WRITTEN INSTRUCTION: Reproduce verbatim the records below, starting at the line that contains "Might I trouble you for the coordinates of the grey" and stopping after the line that contains "(1104, 726)".

[Start of RAW DATA]

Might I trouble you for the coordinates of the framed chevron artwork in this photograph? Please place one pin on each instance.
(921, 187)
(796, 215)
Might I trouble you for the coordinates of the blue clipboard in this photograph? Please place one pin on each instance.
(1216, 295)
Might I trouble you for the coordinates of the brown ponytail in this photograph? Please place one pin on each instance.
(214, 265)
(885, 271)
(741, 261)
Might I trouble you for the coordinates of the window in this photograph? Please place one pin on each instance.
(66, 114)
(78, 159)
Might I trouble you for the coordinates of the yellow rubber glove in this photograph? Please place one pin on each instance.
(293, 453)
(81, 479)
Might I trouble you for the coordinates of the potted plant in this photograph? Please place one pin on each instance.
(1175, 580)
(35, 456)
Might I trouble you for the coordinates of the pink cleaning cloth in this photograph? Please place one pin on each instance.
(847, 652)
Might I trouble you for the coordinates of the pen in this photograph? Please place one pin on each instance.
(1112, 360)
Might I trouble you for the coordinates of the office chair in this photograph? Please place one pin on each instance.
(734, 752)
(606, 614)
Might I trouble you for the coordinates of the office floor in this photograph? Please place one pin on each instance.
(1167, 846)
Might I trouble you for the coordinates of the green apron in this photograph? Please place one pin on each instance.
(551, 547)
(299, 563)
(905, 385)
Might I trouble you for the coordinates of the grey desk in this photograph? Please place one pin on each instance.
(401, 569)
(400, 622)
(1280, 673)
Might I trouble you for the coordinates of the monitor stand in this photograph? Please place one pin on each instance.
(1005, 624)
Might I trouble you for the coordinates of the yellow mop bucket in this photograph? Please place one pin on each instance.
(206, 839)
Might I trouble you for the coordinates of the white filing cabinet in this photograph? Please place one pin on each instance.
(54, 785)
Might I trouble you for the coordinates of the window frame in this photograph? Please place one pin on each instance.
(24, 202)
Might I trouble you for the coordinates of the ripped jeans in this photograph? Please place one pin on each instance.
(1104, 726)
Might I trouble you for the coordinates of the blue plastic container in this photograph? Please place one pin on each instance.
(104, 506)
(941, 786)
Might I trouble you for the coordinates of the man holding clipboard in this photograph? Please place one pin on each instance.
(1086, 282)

[End of RAW DATA]

ANSWER TO THIS TASK:
Might I trouble you for the coordinates of the grey desk in this photograph? Please place one pin on each instance.
(401, 569)
(400, 622)
(1280, 673)
Might I trouble you for the coordinates of the monitor stand in this photograph? Please place one pin on each instance.
(1005, 624)
Might I trouble you for the coordinates of the yellow mop bucket in this photograph? Please place one pin on each instance.
(206, 839)
Might I trouble you for the coordinates of the white filing cabinet in this photograph? Please place one pin on each instance.
(54, 785)
Might I trouble you for the coordinates of the window frame in this photograph? Please place one pin on each instance.
(24, 202)
Might I trouble you for the coordinates of the ripped jeans in this photograph? Please place one pin on each instance.
(1104, 726)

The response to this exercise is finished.